Reproduce the records word for word, beginning at the line that contains "Identify each instance of the hood scoop" and continuing to the end of the records. Leave the pictures out of your copy.

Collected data
_____

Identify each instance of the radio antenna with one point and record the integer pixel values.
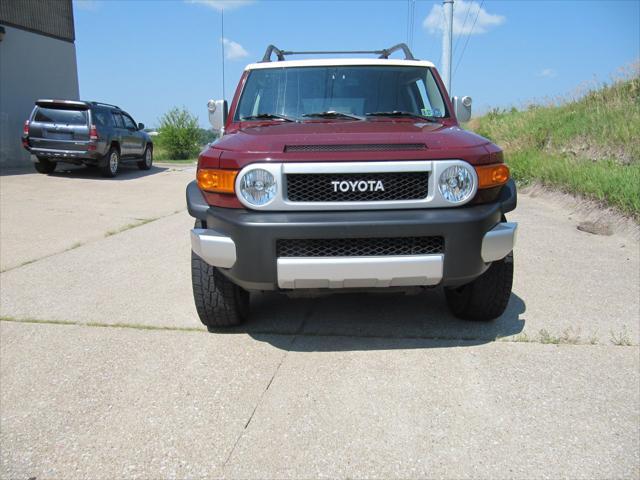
(222, 41)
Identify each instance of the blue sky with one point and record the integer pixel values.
(150, 55)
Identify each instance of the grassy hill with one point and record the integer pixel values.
(589, 146)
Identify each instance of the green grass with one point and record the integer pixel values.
(588, 146)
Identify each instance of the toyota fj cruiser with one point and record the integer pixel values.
(348, 174)
(90, 133)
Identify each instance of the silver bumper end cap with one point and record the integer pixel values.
(214, 248)
(360, 272)
(499, 241)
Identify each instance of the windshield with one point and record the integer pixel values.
(298, 92)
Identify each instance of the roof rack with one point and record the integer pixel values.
(384, 53)
(105, 105)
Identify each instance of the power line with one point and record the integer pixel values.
(468, 37)
(464, 24)
(222, 41)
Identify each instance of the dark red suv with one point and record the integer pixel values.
(348, 174)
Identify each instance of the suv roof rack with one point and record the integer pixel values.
(384, 53)
(105, 105)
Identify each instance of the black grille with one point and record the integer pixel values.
(360, 247)
(304, 187)
(361, 147)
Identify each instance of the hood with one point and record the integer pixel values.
(273, 138)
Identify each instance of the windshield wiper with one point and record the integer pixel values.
(400, 113)
(333, 114)
(268, 116)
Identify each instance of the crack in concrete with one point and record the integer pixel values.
(109, 233)
(298, 333)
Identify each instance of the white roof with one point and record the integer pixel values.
(330, 62)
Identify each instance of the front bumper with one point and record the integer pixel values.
(242, 244)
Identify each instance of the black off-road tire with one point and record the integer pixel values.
(107, 168)
(44, 166)
(487, 296)
(146, 162)
(219, 302)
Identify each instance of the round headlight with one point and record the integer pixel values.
(456, 184)
(258, 186)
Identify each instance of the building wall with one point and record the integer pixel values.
(37, 60)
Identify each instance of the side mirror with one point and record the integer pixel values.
(462, 107)
(217, 115)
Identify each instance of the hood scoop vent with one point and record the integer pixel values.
(362, 147)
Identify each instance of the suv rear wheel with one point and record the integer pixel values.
(44, 165)
(110, 163)
(147, 159)
(487, 296)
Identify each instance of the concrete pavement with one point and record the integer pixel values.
(379, 386)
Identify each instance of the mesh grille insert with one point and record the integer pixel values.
(359, 247)
(305, 187)
(362, 147)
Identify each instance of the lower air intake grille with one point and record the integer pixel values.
(360, 247)
(357, 187)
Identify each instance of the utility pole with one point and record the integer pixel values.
(447, 37)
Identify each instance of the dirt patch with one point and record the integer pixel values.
(590, 216)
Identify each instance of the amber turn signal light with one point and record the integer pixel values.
(492, 175)
(219, 181)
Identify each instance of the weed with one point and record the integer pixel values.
(621, 338)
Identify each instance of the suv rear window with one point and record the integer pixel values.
(54, 115)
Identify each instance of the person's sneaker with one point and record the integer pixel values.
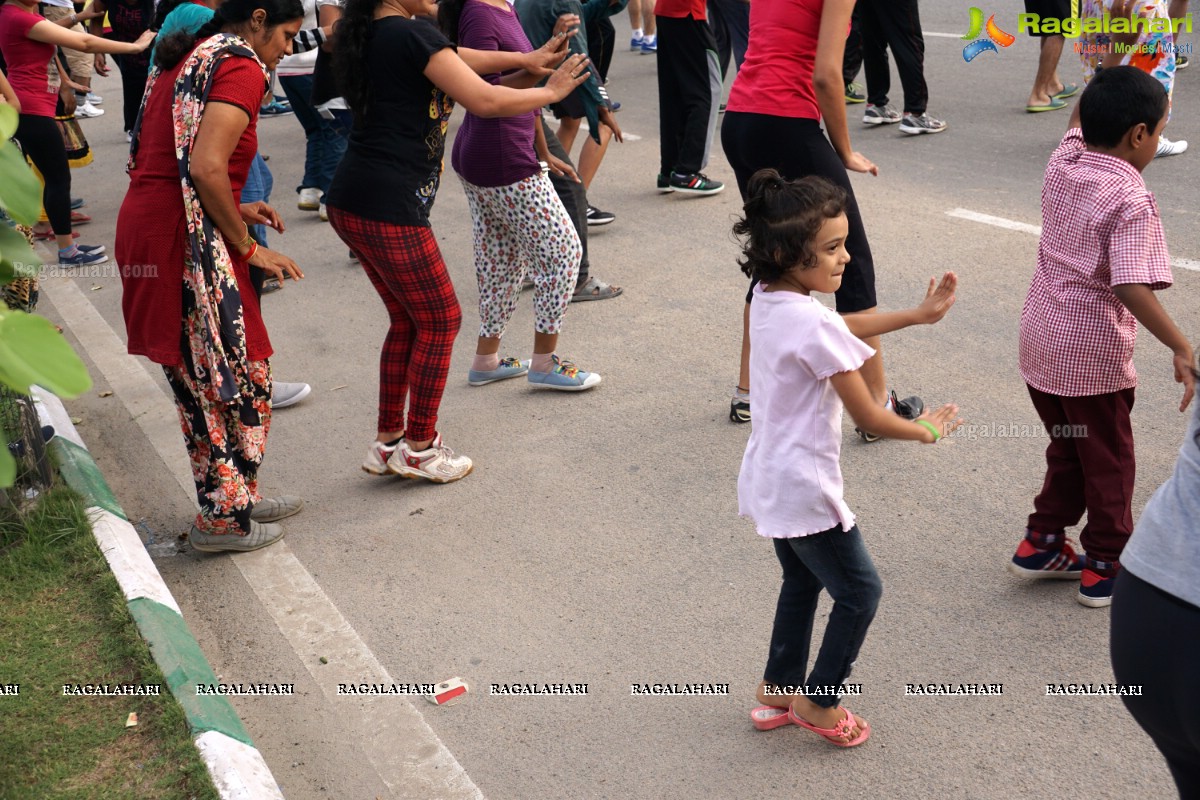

_____

The result:
Identify each instance of the hood scoop vent with one point and record the integer pixel values.
(362, 147)
Identify each instance of the suv rear wheel with one point and record the integer pixel values.
(44, 165)
(110, 163)
(147, 159)
(487, 296)
Identify each instance of the concrete pavement with one point and record the integer pixel values.
(379, 386)
Identify each instance of the mesh grille insert with one point and record the integer pixel values.
(359, 247)
(305, 187)
(362, 147)
Identify each instance of the lower air intake grille with one point and record the integer pixel values.
(360, 247)
(357, 187)
Identify each instance of the utility pole with one point and record the integer pixel values.
(447, 37)
Identify each instance of the dirt patch with one point and record the integer pixel values.
(590, 216)
Identify each instance of the amber turn signal light with one point and record the integer pixel values.
(492, 175)
(219, 181)
Identify each instance of the weed with one point and record the integer pixel values.
(621, 338)
Identify each instance of the suv rear window with one point and record the integer pixel values.
(54, 115)
Identify each instance of the person's sneaker with one point and record the integer pixel values.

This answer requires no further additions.